(Task input):
►

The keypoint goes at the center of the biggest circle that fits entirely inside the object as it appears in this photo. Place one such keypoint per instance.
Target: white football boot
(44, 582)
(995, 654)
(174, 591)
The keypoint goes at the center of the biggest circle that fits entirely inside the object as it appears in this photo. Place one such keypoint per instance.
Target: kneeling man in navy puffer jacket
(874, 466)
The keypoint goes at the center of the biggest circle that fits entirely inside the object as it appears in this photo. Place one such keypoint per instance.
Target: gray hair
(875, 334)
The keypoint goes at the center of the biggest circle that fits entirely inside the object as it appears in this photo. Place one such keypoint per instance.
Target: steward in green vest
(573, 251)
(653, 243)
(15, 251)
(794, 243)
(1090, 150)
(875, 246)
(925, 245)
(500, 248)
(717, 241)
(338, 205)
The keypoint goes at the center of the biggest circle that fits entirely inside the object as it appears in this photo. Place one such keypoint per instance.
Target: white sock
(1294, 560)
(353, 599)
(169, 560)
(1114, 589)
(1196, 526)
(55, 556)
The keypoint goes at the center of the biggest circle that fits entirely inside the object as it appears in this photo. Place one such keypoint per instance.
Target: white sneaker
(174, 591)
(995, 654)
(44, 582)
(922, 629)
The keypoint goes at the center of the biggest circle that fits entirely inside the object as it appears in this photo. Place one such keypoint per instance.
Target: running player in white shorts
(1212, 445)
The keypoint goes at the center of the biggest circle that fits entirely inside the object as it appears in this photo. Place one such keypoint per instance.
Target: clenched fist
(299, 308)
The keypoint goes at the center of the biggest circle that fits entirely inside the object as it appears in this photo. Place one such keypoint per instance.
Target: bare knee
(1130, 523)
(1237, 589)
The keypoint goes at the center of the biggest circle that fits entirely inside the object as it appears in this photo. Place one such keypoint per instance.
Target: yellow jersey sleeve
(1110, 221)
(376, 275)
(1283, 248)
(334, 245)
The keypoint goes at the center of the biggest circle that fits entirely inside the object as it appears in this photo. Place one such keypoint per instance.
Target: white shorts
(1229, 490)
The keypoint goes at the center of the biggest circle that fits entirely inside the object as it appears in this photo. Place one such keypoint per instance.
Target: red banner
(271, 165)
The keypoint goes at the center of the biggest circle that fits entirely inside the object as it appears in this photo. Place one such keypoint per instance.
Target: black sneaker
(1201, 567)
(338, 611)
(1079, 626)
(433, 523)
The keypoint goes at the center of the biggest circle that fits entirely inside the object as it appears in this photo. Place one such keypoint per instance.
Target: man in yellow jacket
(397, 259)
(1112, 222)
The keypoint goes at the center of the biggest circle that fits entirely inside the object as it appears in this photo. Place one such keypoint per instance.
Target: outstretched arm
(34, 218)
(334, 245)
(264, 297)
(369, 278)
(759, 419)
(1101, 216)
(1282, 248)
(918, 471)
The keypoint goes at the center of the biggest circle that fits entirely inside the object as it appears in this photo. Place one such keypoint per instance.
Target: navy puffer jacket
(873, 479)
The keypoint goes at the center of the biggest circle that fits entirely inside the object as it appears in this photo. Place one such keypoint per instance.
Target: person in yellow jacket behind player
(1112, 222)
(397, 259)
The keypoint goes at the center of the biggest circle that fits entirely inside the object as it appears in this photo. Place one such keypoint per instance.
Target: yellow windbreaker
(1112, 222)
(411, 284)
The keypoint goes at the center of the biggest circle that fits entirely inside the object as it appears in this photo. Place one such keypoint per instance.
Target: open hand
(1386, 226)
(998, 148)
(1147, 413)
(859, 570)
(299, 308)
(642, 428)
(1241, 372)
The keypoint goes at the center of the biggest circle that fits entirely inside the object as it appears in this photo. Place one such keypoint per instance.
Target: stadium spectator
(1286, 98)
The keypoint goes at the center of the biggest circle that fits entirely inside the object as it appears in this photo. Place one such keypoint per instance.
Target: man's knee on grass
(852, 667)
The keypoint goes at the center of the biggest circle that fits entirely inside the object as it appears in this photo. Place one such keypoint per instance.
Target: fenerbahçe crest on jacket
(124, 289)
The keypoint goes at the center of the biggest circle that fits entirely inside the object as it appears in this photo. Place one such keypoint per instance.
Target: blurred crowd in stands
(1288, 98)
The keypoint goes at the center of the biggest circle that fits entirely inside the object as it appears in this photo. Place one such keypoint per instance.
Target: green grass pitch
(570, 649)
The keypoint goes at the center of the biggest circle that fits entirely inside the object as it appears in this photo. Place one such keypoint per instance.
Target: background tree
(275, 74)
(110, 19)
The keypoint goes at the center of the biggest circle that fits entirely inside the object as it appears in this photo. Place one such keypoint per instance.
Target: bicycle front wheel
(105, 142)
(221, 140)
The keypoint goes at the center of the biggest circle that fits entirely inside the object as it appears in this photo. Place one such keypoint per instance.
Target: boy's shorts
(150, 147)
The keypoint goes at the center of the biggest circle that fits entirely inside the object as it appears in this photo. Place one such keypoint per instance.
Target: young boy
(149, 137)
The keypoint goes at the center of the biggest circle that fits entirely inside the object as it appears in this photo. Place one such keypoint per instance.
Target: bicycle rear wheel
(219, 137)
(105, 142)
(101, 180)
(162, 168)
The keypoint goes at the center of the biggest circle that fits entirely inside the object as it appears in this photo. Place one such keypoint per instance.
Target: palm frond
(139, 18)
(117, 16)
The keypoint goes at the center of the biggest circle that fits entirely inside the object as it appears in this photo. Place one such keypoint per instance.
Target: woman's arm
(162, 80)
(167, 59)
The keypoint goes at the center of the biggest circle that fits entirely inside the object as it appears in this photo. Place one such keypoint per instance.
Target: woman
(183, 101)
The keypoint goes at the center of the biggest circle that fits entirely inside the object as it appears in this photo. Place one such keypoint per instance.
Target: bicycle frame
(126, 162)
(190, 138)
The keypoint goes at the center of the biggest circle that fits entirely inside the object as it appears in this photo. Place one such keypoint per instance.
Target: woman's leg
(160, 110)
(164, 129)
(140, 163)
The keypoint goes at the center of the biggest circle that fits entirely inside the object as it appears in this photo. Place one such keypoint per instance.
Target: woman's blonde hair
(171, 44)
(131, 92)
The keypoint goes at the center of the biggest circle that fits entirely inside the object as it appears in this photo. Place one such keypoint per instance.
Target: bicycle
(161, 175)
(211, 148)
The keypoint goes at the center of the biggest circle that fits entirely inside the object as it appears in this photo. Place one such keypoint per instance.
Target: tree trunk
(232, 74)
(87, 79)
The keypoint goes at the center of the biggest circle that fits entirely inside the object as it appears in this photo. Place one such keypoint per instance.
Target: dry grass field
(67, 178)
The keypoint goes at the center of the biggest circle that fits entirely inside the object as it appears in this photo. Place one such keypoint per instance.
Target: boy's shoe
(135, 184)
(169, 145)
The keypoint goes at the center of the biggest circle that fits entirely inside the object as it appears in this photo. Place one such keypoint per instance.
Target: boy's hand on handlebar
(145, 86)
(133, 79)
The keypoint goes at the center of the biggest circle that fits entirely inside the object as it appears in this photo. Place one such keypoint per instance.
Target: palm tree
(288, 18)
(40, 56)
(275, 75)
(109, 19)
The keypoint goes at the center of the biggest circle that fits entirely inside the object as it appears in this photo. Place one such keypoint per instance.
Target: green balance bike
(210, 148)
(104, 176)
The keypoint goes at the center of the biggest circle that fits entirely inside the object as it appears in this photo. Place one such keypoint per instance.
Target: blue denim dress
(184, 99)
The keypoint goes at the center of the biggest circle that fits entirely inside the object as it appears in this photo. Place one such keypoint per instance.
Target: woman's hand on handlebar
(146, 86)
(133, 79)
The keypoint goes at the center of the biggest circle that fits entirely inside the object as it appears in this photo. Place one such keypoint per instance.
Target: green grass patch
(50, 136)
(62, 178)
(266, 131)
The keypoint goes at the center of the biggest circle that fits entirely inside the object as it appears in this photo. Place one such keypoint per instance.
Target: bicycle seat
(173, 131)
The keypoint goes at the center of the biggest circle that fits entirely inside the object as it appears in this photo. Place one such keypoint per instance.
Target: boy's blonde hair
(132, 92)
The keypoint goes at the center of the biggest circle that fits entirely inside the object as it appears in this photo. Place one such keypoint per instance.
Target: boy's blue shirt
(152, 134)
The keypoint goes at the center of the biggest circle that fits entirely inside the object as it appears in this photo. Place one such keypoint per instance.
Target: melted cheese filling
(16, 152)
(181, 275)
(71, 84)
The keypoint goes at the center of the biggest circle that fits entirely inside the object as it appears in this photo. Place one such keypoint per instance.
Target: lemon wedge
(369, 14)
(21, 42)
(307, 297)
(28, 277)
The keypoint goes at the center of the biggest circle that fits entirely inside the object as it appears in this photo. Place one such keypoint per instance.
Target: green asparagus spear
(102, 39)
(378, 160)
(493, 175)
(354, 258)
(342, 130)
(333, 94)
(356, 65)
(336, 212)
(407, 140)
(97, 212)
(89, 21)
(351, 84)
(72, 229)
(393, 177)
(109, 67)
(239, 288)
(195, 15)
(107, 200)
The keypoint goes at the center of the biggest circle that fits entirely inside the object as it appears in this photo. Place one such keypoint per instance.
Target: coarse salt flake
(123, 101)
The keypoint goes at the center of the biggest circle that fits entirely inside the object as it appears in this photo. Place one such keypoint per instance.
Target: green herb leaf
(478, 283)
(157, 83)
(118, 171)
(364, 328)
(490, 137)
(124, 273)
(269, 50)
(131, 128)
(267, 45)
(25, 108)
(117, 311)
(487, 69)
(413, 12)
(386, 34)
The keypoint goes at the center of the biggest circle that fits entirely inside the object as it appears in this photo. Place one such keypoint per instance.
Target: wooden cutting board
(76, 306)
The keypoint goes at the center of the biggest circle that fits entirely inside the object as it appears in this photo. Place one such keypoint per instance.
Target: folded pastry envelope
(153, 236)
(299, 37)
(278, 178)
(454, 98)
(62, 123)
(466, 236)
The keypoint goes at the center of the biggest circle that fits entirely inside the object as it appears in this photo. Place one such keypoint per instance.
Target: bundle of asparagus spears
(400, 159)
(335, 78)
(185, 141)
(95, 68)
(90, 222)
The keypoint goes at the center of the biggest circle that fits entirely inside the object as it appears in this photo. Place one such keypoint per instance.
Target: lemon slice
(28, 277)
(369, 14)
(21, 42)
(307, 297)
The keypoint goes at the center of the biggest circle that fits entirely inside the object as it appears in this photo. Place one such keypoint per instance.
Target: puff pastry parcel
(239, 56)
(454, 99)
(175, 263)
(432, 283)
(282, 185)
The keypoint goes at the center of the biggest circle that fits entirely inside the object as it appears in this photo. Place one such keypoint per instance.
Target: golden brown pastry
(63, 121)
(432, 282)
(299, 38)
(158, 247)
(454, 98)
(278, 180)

◄

(Written request):
Which lines in the items above contain the word "hand"? Copy each of those lines in full.

(Right answer):
Target: open hand
Target: boy's hand on handlebar
Target: woman's hand on handlebar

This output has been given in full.